■ **Exercises to complete**:
A) In the TIA passage, what converts the digitally stored mode information into an analog voltage?
B) Go on with the TIA passage, starting right after its final sentence.

■ **Document passage**:
To allow adjustment of the TIA's operational settings, the [0018] TIA circuit 115 includes one or more adjustable components 120 that can affect the performance of the TIA 110. Depending on the design of the TIA 110, the component 120 may include one or a combination of a variety of electrical devices, including variable resistors, variable impedances, variable current sources, programmable digital logic, microprocessors, software or firmware modules, and the like. Accordingly, the adjustable component 120 may include or incorporate any device for which an adjustment thereof causes an affect on the performance of the TIA 110. In this way, one or more operational settings of the TIA 110 can be adjusted by appropriately adjusting the component 120.
A [0019] controller 125 is coupled to the TIA 110 to control the adjustment of its operational settings. The controller 125 includes a mode information module 130 that receives information about the desired mode of operation for the TIA 110. The mode information module 130 may receive and store the mode information in a variety of different ways. For example, the mode information may be acquired from a select pin, allowing a user to select the desired mode of operation directly. Alternatively, the mode information module 130 may include a set of registers or other interface for receiving mode information from another device, such as a microprocessor coupled to the mode information module 130.
The [0020] mode information module 130 generates an indicator signal that is associated with the selected mode of operation. The controller 125 is coupled to the TIA 110 for communicating this indicator signal, from which the TIA 110 can determine the selected mode. In one embodiment, the mode information is stored by the mode information module 130 in digital form. This digital information is converted by a digital to analog converter (DAC) 135 into a particular analog voltage, the value of which is based on the digital input. Alternatively, the controller 125 may indicate the mode of operation using indicators other than a DC diode bias voltage from the DAC 135. For example, a mode of operation may be indicated by a voltage, current, frequency, or bit pattern sent from the controller 125. Techniques for providing the indicator signal include encoding the indicator as a minor voltage offset from a reference voltage, sending the indicator in an analog or digital signal during a non-operational phase of the TIA 110, and modulating the indicator signal at a frequency that can be filtered and determined by the mode detection module 140.
The [0021] TIA 110 includes a mode detection module 140 that is coupled to receive the indicator signal. Based on the indicator signal, the mode detection module 140 determines the selected mode of operation. Depending on the format of the indicator signal, the mode detection module 140 may take a variety of forms, and one embodiment of the mode detection module 140 is described below in connection with FIG. 2. Once the mode detection module 140 identifies the selected mode, it communicates that information to the settings control module 145. The settings control module 145 then adjusts one or more components 120 of the TIA circuit 115, thereby adjusting the operational settings of the TIA 110. In this way, the TIA 110 can determine the correct operational settings it should have based on the indicated mode of operation and, responsively, can adjust these settings at any time.
In an alternative embodiment, the indicator signal received from the [0022] controller 125 is used to adjust the components 120 directly. This obviates the need for a mode detection module 140 to determine the mode of operation or a settings control module 145 to generate an appropriate control signal for adjusting the components 120. A benefit of this approach may be to simplify the TIA 110 by reducing the required circuitry inside it.

■ **Records shown**:
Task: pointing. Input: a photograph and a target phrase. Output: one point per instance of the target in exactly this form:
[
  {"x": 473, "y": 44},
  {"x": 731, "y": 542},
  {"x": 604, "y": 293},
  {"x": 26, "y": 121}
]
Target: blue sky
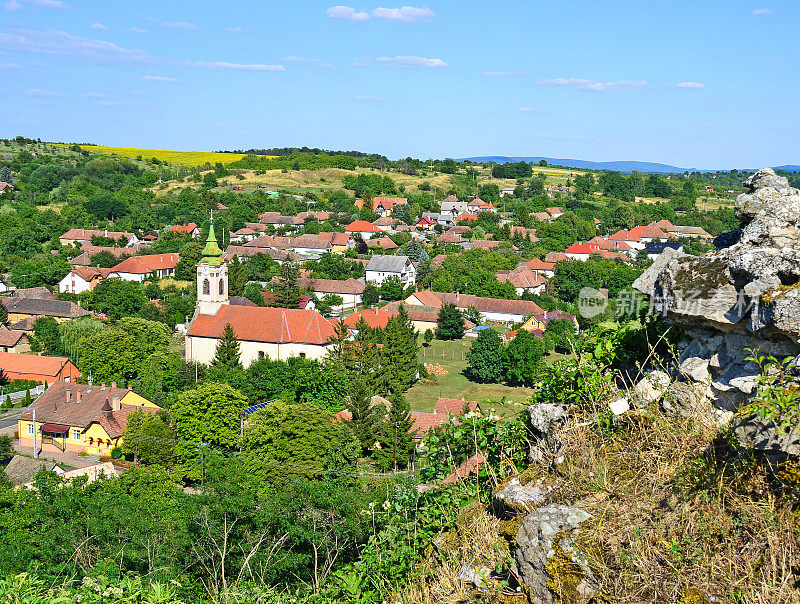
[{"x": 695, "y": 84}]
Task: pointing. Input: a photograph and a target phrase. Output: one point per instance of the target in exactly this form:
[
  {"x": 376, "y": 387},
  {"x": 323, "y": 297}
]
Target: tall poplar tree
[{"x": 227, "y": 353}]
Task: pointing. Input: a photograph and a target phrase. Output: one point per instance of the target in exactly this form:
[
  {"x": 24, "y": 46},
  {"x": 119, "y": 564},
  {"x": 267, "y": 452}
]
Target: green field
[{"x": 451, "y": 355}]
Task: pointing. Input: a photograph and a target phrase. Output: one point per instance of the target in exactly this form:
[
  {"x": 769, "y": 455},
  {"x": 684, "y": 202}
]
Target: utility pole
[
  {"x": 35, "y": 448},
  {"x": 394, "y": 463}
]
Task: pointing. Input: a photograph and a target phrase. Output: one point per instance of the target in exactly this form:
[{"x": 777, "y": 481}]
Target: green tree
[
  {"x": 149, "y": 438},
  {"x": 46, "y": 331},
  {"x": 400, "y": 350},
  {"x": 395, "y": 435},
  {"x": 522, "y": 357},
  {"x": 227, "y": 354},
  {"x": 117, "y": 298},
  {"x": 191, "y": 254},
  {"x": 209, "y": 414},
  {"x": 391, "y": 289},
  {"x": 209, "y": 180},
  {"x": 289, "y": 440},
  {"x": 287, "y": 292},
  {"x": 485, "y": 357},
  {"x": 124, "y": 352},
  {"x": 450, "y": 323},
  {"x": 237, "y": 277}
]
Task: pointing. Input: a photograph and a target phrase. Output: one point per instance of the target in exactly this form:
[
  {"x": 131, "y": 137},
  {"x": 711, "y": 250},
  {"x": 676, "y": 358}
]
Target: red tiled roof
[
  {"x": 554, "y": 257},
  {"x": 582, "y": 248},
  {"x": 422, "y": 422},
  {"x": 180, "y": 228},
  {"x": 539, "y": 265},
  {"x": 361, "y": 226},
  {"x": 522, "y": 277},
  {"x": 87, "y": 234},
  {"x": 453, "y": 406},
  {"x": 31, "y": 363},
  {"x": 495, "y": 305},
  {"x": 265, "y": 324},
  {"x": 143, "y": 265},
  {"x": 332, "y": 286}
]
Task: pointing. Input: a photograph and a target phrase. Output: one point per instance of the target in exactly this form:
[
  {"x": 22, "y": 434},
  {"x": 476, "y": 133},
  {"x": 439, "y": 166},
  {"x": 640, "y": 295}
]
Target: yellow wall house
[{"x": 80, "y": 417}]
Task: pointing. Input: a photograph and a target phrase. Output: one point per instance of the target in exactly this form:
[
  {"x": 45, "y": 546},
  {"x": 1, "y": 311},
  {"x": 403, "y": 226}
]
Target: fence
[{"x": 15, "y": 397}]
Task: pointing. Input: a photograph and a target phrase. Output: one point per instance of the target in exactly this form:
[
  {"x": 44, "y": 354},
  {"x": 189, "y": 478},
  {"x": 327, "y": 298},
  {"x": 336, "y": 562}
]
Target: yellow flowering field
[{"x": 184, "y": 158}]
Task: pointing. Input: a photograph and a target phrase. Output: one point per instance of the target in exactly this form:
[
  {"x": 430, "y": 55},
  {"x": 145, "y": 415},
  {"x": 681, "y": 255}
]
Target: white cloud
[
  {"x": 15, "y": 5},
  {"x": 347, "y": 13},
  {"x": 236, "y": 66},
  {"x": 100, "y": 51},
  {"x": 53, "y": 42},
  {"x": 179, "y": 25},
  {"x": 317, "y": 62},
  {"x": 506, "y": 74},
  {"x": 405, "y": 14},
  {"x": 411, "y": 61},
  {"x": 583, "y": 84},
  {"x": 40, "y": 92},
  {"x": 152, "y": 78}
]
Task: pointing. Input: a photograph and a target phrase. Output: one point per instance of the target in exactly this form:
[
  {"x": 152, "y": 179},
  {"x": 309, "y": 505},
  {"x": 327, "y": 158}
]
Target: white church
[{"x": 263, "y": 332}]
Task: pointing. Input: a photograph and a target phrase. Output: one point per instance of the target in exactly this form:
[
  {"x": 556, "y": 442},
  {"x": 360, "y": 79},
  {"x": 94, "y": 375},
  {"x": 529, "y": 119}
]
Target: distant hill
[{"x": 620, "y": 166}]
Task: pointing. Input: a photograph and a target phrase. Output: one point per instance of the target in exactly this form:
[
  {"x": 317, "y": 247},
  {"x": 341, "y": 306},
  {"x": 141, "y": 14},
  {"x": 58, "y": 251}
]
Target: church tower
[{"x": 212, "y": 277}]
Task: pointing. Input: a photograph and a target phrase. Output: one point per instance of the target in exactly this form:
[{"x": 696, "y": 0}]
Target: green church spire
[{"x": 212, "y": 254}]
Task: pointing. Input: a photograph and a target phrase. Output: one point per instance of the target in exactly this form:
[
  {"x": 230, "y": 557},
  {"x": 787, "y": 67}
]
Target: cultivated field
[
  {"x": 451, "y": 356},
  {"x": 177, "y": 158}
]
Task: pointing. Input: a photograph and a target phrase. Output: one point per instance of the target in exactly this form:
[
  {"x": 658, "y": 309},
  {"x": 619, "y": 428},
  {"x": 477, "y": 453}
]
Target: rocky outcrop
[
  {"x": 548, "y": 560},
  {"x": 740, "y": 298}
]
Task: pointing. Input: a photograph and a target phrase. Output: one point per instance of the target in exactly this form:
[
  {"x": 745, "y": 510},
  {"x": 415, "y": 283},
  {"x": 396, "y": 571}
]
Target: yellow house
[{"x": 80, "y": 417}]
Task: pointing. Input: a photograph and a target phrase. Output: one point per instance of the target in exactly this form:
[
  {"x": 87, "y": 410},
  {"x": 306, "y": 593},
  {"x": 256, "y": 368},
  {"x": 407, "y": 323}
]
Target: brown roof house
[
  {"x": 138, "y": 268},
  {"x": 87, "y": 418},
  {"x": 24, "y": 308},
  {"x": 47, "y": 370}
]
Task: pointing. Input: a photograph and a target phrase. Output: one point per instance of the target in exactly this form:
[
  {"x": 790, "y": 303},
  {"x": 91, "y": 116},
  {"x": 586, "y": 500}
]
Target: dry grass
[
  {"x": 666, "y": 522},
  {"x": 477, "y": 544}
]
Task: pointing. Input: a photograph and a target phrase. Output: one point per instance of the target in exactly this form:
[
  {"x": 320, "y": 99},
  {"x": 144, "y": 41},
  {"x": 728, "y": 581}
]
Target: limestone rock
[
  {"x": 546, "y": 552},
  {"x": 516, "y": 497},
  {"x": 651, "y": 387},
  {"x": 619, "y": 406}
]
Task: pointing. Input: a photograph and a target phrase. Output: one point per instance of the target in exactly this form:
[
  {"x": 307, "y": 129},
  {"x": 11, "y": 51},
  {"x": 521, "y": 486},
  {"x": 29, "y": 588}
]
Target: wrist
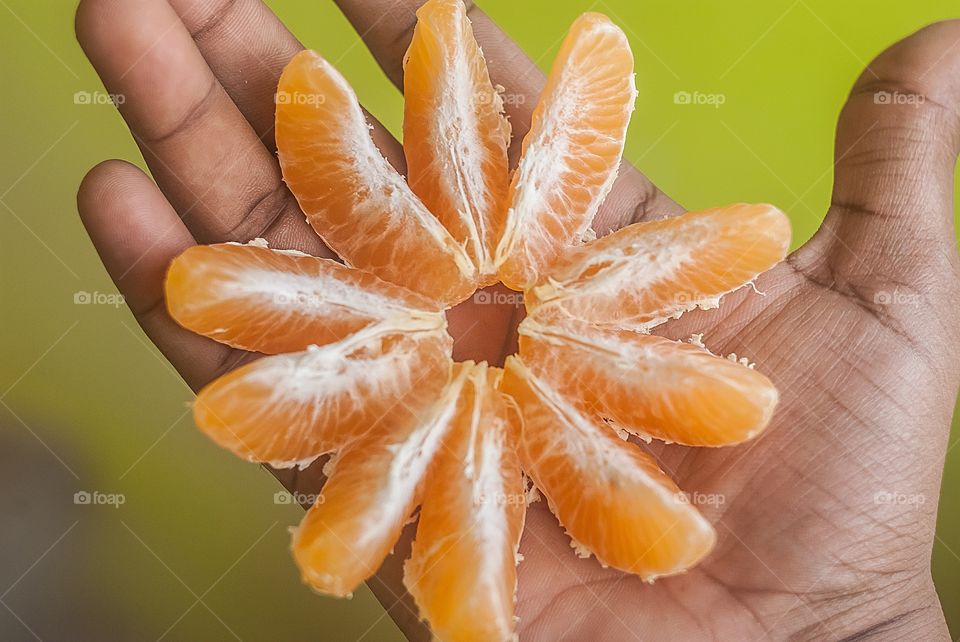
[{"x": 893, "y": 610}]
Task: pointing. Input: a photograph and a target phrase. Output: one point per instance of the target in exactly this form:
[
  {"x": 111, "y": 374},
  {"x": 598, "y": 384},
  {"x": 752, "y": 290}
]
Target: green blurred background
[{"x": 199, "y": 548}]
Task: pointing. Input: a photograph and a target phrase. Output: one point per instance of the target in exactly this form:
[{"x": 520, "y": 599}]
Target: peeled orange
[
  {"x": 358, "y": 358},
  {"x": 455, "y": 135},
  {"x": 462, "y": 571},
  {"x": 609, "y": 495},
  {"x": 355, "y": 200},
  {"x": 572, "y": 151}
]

---

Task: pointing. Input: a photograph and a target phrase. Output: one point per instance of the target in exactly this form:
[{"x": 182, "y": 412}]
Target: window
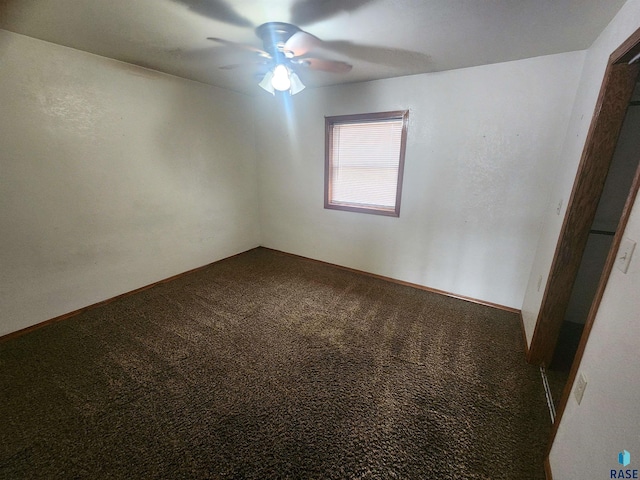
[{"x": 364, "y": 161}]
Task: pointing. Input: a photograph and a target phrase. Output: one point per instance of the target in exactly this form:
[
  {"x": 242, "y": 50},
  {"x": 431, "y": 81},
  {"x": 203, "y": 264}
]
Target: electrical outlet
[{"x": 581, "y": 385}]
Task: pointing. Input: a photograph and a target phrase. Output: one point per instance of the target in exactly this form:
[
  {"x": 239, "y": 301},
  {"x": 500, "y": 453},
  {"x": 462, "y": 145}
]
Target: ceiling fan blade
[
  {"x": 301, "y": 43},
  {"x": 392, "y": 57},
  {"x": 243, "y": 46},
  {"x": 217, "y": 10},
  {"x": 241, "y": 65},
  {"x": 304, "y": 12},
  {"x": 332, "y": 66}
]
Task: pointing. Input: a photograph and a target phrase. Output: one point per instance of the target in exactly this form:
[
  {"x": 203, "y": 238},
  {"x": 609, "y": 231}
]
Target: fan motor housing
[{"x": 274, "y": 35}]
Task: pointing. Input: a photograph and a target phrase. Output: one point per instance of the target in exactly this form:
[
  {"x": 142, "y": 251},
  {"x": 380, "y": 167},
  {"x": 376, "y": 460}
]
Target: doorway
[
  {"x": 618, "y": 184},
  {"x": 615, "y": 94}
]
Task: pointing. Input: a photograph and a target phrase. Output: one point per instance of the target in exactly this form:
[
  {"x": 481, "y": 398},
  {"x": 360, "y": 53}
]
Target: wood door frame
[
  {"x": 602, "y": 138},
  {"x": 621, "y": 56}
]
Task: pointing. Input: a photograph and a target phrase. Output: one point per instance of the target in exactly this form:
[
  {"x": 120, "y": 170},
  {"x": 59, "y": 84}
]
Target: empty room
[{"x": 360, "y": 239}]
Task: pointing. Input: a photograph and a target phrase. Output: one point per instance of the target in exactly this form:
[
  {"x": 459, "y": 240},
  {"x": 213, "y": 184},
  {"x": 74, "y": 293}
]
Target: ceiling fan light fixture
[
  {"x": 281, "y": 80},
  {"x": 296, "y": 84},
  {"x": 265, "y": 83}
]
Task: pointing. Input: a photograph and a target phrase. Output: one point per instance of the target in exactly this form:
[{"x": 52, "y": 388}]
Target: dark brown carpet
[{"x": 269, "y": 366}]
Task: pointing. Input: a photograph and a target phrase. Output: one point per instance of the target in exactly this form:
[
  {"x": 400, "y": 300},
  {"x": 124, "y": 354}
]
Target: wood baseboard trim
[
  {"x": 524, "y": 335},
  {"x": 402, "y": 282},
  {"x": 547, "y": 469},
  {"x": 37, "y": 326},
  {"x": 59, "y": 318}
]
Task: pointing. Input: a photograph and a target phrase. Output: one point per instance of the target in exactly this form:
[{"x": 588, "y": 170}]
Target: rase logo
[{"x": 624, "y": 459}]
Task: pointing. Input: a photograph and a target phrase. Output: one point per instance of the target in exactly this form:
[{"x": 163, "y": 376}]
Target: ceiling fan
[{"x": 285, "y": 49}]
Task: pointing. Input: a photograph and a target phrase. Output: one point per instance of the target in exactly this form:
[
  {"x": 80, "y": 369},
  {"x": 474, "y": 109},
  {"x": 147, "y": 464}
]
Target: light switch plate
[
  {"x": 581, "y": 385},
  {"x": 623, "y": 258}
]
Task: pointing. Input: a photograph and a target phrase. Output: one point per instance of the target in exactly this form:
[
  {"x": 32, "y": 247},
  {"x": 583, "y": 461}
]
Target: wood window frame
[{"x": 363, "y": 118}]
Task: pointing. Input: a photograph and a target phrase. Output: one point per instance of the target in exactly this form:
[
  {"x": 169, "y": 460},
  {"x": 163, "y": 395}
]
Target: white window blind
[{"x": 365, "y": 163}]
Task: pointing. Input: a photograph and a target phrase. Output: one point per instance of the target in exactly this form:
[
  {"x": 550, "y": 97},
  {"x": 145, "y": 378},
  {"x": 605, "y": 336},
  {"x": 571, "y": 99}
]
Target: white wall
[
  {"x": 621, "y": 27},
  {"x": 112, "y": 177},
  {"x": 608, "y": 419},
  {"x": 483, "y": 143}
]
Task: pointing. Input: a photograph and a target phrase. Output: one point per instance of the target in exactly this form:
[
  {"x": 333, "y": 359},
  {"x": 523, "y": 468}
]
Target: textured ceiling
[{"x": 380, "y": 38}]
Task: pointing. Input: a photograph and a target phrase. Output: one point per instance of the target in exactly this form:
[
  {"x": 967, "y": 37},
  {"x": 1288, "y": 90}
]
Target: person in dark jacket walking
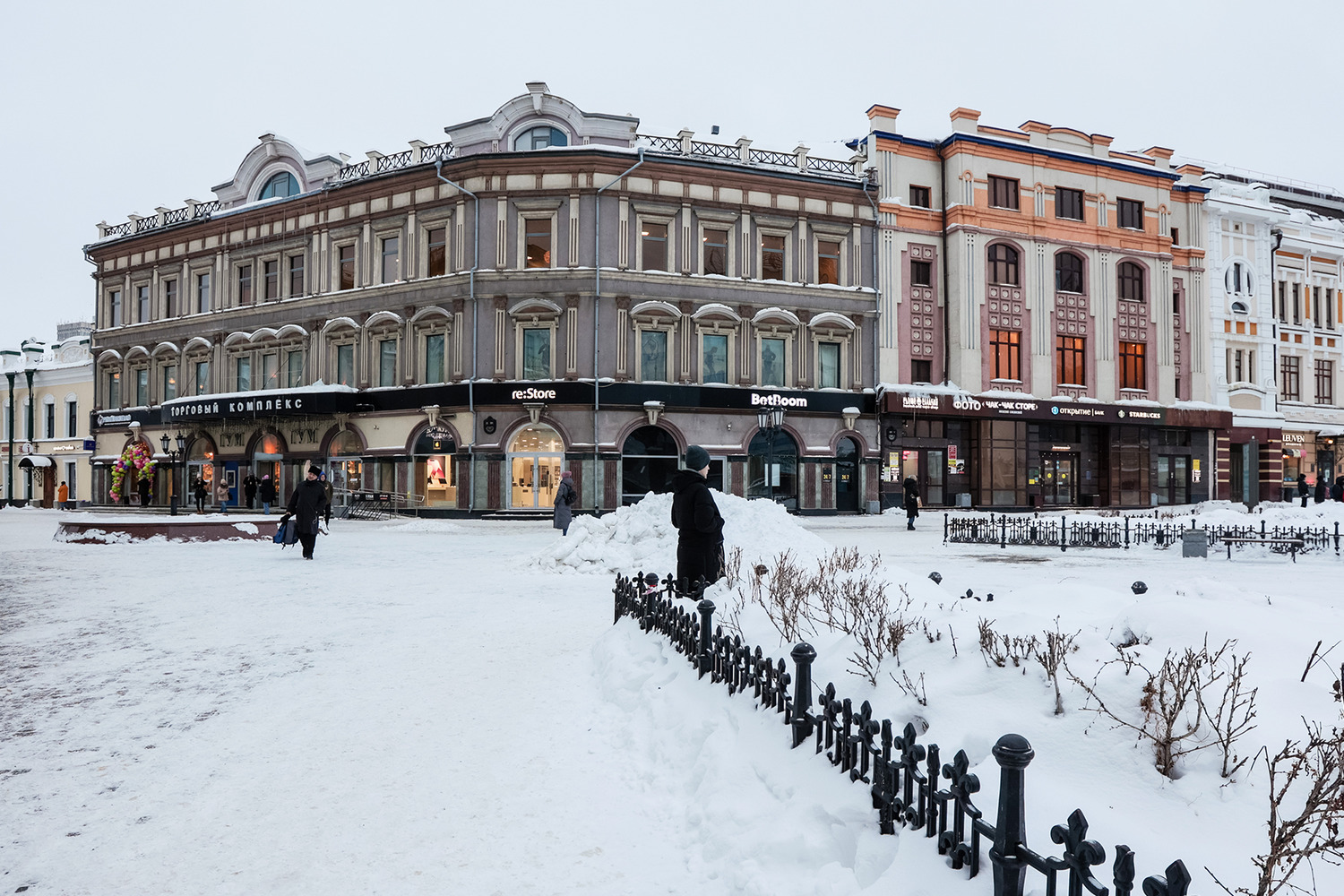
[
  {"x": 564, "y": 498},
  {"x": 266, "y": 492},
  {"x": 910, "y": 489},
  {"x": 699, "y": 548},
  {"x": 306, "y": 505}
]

...

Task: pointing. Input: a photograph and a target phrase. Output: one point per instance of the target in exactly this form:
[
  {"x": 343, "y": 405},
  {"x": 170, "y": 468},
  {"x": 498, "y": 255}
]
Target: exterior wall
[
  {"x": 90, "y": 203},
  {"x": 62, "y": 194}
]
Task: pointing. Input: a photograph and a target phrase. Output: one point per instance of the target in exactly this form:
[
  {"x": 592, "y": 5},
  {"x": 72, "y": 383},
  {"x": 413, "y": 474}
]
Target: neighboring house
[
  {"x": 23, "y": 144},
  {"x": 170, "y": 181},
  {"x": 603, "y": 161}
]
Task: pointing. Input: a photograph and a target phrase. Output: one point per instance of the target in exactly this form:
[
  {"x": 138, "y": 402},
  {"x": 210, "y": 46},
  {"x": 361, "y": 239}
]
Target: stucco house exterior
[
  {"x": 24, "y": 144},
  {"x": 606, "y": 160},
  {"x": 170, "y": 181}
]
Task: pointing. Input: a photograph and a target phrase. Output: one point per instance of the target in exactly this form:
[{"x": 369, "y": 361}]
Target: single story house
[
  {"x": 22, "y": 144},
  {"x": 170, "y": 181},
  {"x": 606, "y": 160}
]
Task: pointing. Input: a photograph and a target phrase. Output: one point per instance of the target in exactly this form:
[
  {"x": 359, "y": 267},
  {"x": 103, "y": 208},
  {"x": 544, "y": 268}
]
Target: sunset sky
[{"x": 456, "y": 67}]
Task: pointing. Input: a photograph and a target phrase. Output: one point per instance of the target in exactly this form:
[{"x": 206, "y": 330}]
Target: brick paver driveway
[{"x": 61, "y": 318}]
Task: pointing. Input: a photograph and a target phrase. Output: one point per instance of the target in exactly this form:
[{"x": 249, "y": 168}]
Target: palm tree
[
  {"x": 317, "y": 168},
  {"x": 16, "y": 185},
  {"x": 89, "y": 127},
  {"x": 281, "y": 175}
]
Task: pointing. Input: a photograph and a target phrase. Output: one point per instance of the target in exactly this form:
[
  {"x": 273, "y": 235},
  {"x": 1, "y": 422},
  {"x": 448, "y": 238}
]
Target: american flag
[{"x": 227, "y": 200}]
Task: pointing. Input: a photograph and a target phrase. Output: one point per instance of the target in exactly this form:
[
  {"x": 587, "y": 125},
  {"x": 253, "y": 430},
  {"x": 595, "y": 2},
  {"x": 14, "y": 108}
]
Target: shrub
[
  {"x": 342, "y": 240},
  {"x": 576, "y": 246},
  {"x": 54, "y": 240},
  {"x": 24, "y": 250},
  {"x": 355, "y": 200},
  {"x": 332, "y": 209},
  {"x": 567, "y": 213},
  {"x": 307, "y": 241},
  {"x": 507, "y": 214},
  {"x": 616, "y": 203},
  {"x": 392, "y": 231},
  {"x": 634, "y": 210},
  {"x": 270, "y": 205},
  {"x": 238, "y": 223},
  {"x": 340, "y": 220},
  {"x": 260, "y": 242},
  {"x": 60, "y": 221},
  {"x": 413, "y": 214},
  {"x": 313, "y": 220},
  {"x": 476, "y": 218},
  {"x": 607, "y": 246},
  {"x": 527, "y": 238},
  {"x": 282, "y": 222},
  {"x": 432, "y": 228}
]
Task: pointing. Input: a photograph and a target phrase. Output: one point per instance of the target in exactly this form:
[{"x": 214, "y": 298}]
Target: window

■ **Responses in order**:
A) A digital to analog converter (DAC) 135.

B)
A [0023] typical TIA 110 includes a number of electrical interfaces for communication and for proper biasing. For example, the TIA 110 shown in FIG. 1 includes data input pins 150,155 for receiving the diode current; output pins 160,165 for providing the output voltage signal; a ground pin 170 and a bias voltage pin 175 for biasing the TIA circuit 115; and a diode bias voltage pin 180 for biasing the optical diode 105. The indicator signal can be provided to the mode detection module 140 through any of these existing pins or through a special dedicated interface.
Leveraging the existence of the existing pins avoids the need for a special dedicated pin, which could otherwise add cost, size, and complexity to the [0024] TIA 110. In the embodiment shown in FIG. 1, the indicator signal is provided to the mode detection module through the diode bias voltage pin (V_PD) 180. The bias voltage required for a typical receiving diode 105 can be in a wide range, from the minimum bias voltage to the diode's maximum reverse voltage or the power supply voltage. By altering the diode bias voltage, therefore, the indicator signal can be provided through the diode bias voltage pin 180 along with the diode bias voltage. Although the diode bias voltage varies slightly, it remains within the required bias voltage for the diode 105 so that the diode 105 remains properly biased.
FIG. 2 is a diagram of a [0025] mode detection module 140 for detecting the selected mode of operation based on an indicator signal transmitted through the diode bias voltage pin 180. To implement the indicator signal, the controller 125 selects the diode bias voltage to vary relative to reference voltages V(1), V(2), V(3), through V(N). The mode detection module 140 includes a number of comparators 185, each of which compares the received diode bias voltage to a corresponding reference voltage. In an embodiment enabling N modes of operation, N−1 comparators 185 and reference voltages may be used.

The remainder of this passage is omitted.